Exercise description ::
Transcribe every line exactly and omit anything that is a picture.
****************************************
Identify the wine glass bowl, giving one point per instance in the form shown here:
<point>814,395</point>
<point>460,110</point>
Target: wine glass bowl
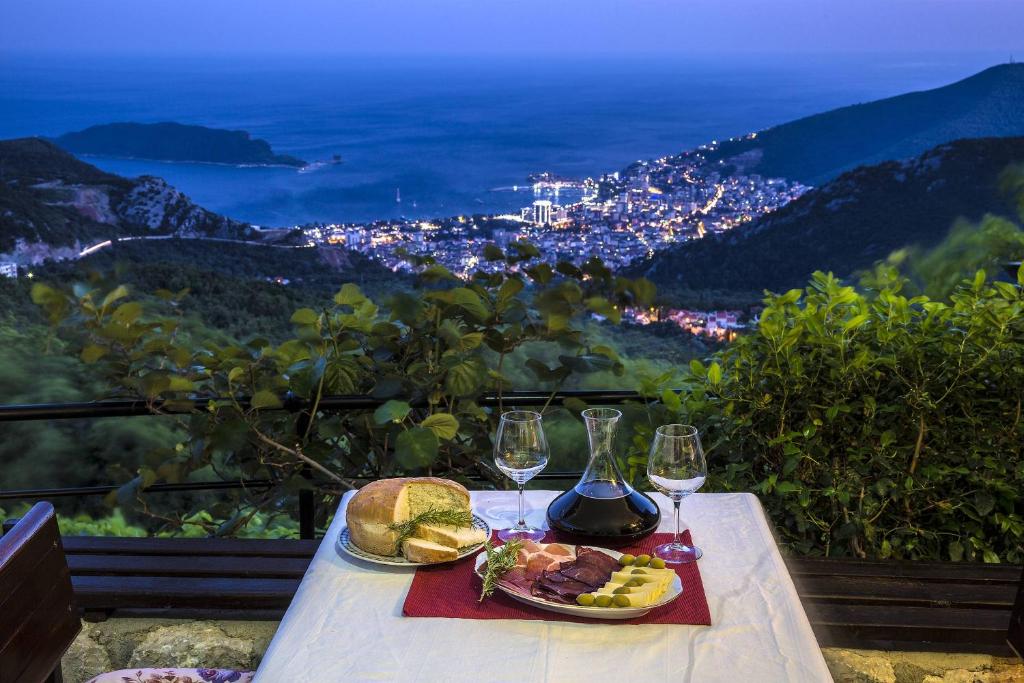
<point>520,453</point>
<point>677,467</point>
****************************************
Task solution ::
Identify the wine glass bowl, giving one point per instance in the form shown here:
<point>814,395</point>
<point>460,110</point>
Target: wine glass bowl
<point>520,453</point>
<point>677,467</point>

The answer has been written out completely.